(begin)
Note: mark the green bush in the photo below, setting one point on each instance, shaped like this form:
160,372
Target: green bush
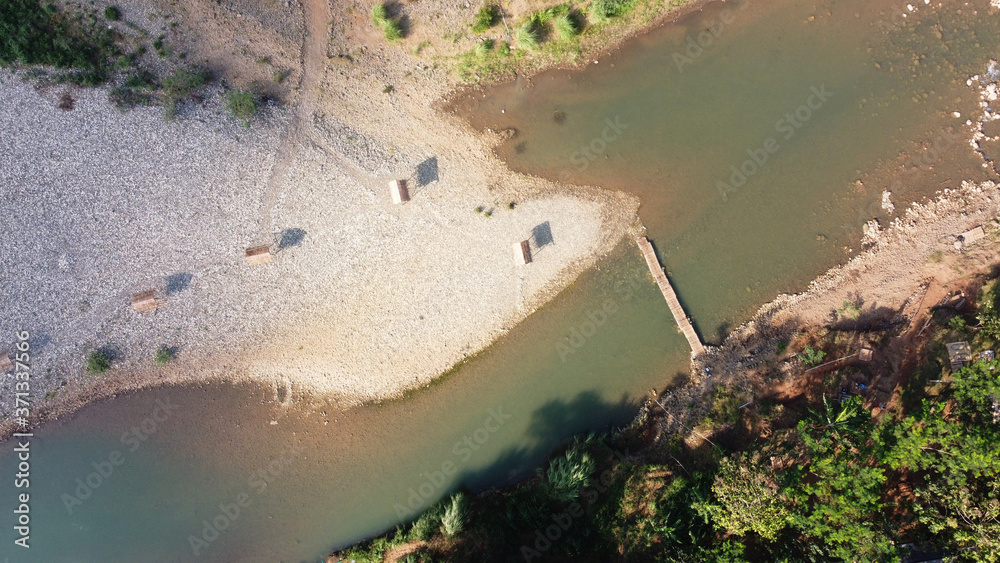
484,48
98,361
527,35
566,25
811,357
603,10
164,354
179,86
455,515
568,474
389,26
32,34
242,105
486,17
(end)
Exercise: Transcribe the whole listing, character for character, but not its images.

Task response:
Note: mark the green bush in the photo below, setting one point on each instance, shaped like this form:
160,372
Target: green bush
484,48
98,361
527,35
566,25
811,357
603,10
164,354
179,86
455,515
568,474
389,26
32,34
242,105
486,17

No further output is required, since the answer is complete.